WHAT IS ASKED:
Copy out the rows below word for word, starting at the line containing "Q: Find one point on every instance of the wrought" and ending at the line containing "(1259, 546)", with both of those lines included.

MATERIAL FOR THE TASK:
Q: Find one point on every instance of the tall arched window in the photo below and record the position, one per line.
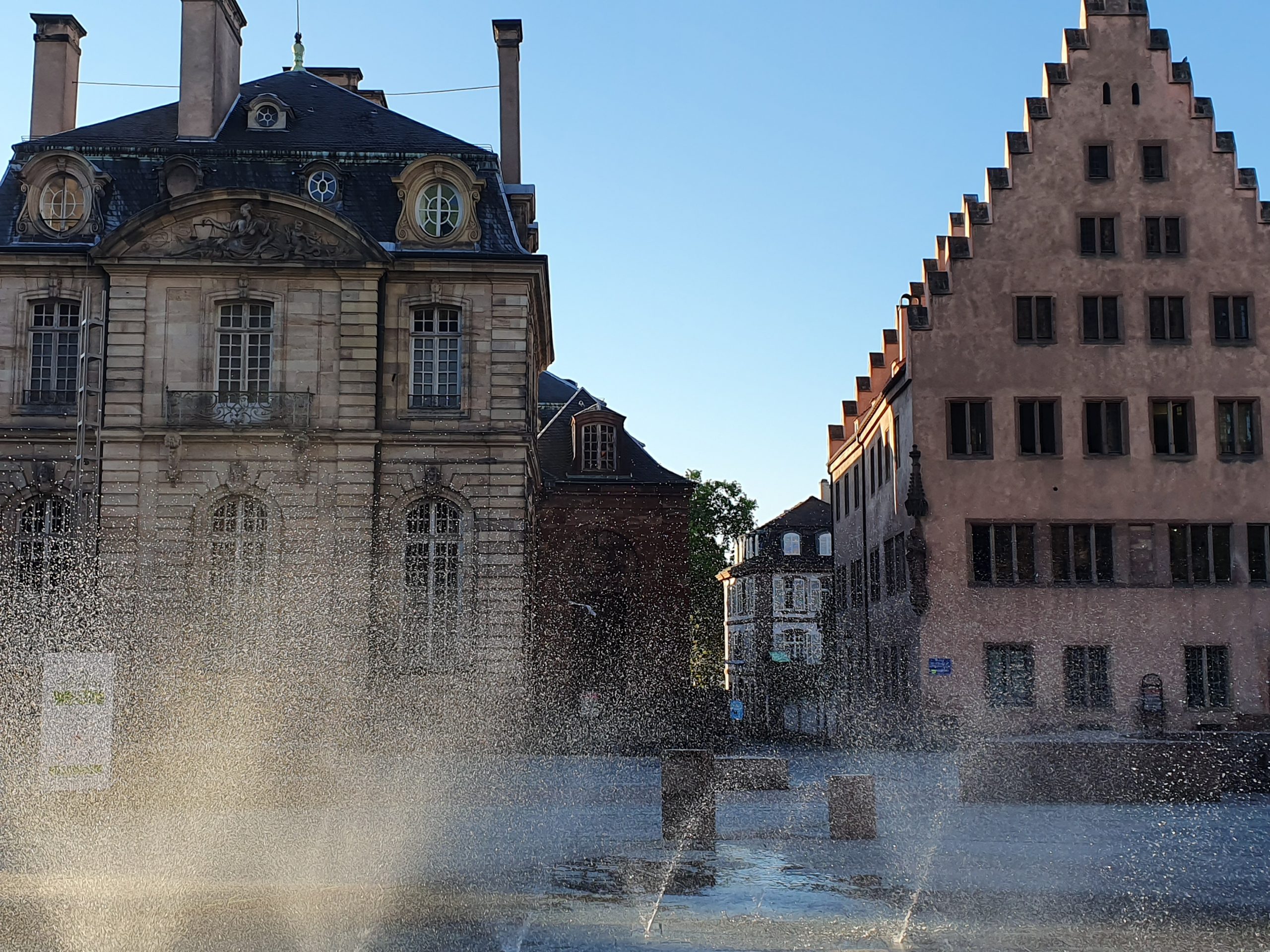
(432, 582)
(42, 541)
(239, 536)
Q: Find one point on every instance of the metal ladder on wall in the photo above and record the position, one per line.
(89, 407)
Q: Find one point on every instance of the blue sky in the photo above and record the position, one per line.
(733, 194)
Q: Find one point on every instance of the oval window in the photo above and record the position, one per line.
(266, 116)
(323, 187)
(440, 210)
(62, 202)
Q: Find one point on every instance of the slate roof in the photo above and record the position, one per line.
(369, 144)
(812, 513)
(559, 402)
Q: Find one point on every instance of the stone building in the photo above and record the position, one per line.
(778, 626)
(281, 347)
(1051, 485)
(611, 572)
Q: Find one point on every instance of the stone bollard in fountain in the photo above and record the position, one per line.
(853, 808)
(688, 795)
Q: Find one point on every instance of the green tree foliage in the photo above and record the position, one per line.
(718, 515)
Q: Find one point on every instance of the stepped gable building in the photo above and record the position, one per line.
(609, 660)
(1049, 489)
(275, 350)
(778, 626)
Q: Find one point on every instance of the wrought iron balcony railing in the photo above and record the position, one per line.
(56, 400)
(239, 408)
(434, 402)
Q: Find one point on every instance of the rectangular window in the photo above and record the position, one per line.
(1164, 237)
(1171, 427)
(968, 428)
(1232, 321)
(1034, 320)
(1153, 163)
(1208, 676)
(1237, 428)
(1082, 554)
(1098, 237)
(1003, 554)
(1104, 427)
(1038, 427)
(1009, 676)
(858, 582)
(1099, 162)
(435, 358)
(1199, 554)
(1142, 555)
(54, 379)
(1085, 677)
(1100, 320)
(244, 352)
(1166, 318)
(1259, 546)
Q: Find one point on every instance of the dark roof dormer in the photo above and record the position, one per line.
(599, 434)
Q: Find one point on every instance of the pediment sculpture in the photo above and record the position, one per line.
(248, 237)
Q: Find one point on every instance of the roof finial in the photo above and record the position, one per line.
(299, 49)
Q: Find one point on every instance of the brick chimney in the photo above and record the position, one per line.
(55, 87)
(211, 55)
(508, 36)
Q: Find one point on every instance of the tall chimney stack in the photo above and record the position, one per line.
(211, 59)
(508, 36)
(55, 87)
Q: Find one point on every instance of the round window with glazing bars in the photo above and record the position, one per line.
(62, 203)
(323, 187)
(440, 210)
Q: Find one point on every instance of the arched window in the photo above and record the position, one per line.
(239, 531)
(435, 358)
(42, 541)
(599, 447)
(432, 582)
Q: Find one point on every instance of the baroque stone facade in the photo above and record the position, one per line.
(1049, 489)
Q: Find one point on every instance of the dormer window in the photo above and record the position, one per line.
(267, 114)
(600, 447)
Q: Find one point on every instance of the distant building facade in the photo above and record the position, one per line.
(779, 625)
(610, 582)
(1051, 483)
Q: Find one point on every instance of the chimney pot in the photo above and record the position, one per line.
(55, 85)
(508, 36)
(211, 60)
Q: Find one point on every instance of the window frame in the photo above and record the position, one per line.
(948, 422)
(1255, 454)
(1191, 422)
(1251, 339)
(1100, 220)
(1124, 427)
(1103, 341)
(1167, 298)
(1035, 341)
(1164, 237)
(1019, 427)
(997, 700)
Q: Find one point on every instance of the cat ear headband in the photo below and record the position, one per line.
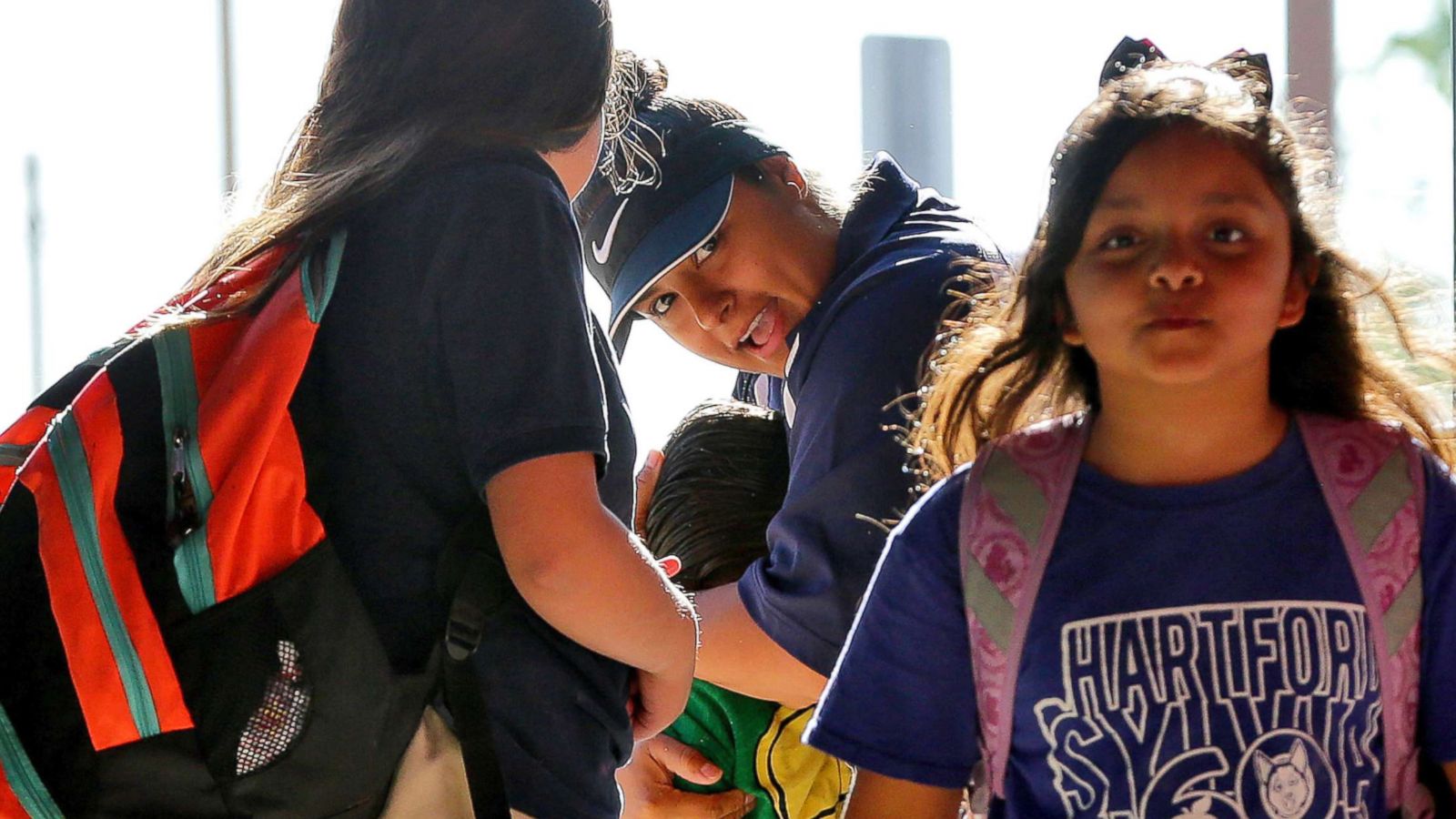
(1252, 70)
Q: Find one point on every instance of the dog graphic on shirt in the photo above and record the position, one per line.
(1286, 782)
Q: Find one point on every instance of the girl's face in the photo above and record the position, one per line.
(735, 299)
(1186, 268)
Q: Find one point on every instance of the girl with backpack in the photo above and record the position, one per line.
(1216, 579)
(288, 561)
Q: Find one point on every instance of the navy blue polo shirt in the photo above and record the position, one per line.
(456, 346)
(856, 351)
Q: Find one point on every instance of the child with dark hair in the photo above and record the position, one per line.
(723, 479)
(1203, 561)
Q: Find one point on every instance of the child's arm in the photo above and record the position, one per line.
(584, 573)
(875, 796)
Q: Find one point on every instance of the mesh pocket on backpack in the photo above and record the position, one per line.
(278, 720)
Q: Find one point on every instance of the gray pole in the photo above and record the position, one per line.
(33, 196)
(1312, 60)
(906, 91)
(225, 15)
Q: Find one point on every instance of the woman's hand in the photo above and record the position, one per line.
(647, 481)
(648, 793)
(657, 700)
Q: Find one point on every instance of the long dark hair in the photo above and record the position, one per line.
(411, 80)
(724, 475)
(1005, 363)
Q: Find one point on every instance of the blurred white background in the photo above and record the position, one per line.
(121, 106)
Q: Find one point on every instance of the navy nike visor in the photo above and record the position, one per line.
(632, 238)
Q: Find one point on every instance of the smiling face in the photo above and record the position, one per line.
(1186, 268)
(737, 298)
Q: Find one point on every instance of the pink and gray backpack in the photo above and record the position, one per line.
(1016, 497)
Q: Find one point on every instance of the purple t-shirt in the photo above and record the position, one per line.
(1191, 649)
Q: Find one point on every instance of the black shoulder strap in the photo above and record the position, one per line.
(480, 586)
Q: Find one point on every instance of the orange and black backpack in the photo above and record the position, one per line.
(179, 637)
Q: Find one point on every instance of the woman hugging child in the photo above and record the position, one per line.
(1203, 560)
(723, 479)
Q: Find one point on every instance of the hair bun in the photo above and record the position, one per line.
(638, 79)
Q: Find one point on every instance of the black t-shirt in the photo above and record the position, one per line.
(458, 343)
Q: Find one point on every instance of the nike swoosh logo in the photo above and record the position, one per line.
(603, 251)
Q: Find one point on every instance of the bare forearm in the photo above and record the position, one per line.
(581, 570)
(875, 796)
(737, 654)
(612, 599)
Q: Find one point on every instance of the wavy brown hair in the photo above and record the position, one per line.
(414, 82)
(1004, 365)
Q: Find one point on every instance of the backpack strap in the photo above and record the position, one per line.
(1011, 513)
(22, 793)
(1373, 480)
(472, 577)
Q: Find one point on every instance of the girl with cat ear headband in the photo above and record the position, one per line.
(1216, 579)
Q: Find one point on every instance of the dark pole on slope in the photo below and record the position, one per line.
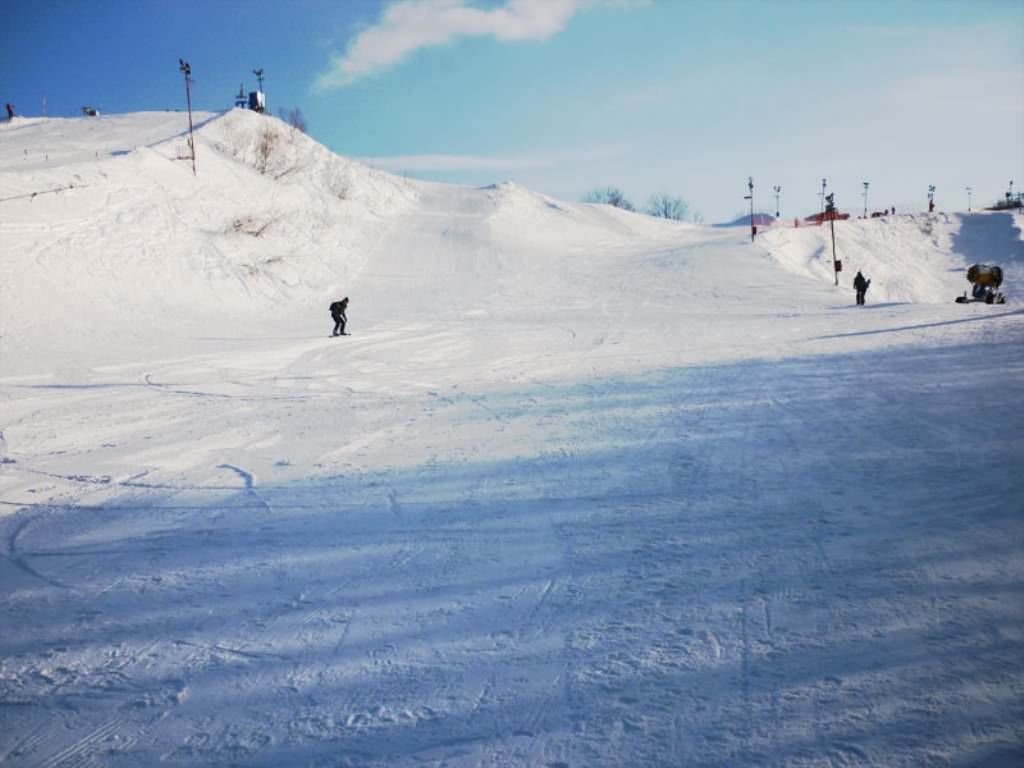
(830, 213)
(186, 71)
(754, 228)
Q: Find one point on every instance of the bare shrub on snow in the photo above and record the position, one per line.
(264, 148)
(666, 206)
(609, 196)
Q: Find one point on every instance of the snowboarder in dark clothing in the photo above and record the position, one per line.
(338, 313)
(860, 284)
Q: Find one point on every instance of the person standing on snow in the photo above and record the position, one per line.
(860, 283)
(338, 313)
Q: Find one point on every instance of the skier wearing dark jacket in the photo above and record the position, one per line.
(338, 313)
(860, 284)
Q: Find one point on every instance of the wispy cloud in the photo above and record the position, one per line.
(442, 163)
(410, 25)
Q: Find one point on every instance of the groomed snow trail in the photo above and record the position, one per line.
(581, 489)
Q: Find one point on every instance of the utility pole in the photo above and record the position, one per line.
(830, 213)
(259, 78)
(186, 71)
(750, 183)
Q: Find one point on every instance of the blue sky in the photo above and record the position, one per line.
(683, 96)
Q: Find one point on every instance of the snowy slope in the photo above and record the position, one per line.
(583, 488)
(912, 257)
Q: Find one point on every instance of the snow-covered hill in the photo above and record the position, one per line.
(582, 488)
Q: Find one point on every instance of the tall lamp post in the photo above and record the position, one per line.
(186, 71)
(259, 78)
(830, 215)
(750, 184)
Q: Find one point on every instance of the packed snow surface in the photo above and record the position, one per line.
(582, 488)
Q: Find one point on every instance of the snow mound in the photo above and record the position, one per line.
(909, 258)
(284, 154)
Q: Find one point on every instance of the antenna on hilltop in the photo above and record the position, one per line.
(186, 71)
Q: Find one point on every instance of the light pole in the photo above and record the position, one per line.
(750, 183)
(259, 78)
(830, 213)
(186, 71)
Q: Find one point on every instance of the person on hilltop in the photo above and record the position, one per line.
(338, 313)
(860, 284)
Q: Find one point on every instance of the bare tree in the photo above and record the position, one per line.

OUTPUT BELOW:
Q: Find one point on every instance of the wrought iron balcony railing in the photo above and record the position, one per line.
(56, 400)
(239, 408)
(434, 402)
Q: Find one point on every instance of the rectangular window in the photo above and record the position, one per line.
(1164, 237)
(1171, 427)
(968, 428)
(1232, 321)
(1034, 320)
(1153, 163)
(1208, 676)
(1237, 428)
(1082, 554)
(1098, 237)
(1003, 554)
(1104, 427)
(1038, 427)
(1009, 676)
(858, 582)
(1099, 162)
(435, 358)
(1199, 554)
(1142, 555)
(54, 379)
(1085, 677)
(1100, 320)
(244, 352)
(1166, 318)
(1259, 546)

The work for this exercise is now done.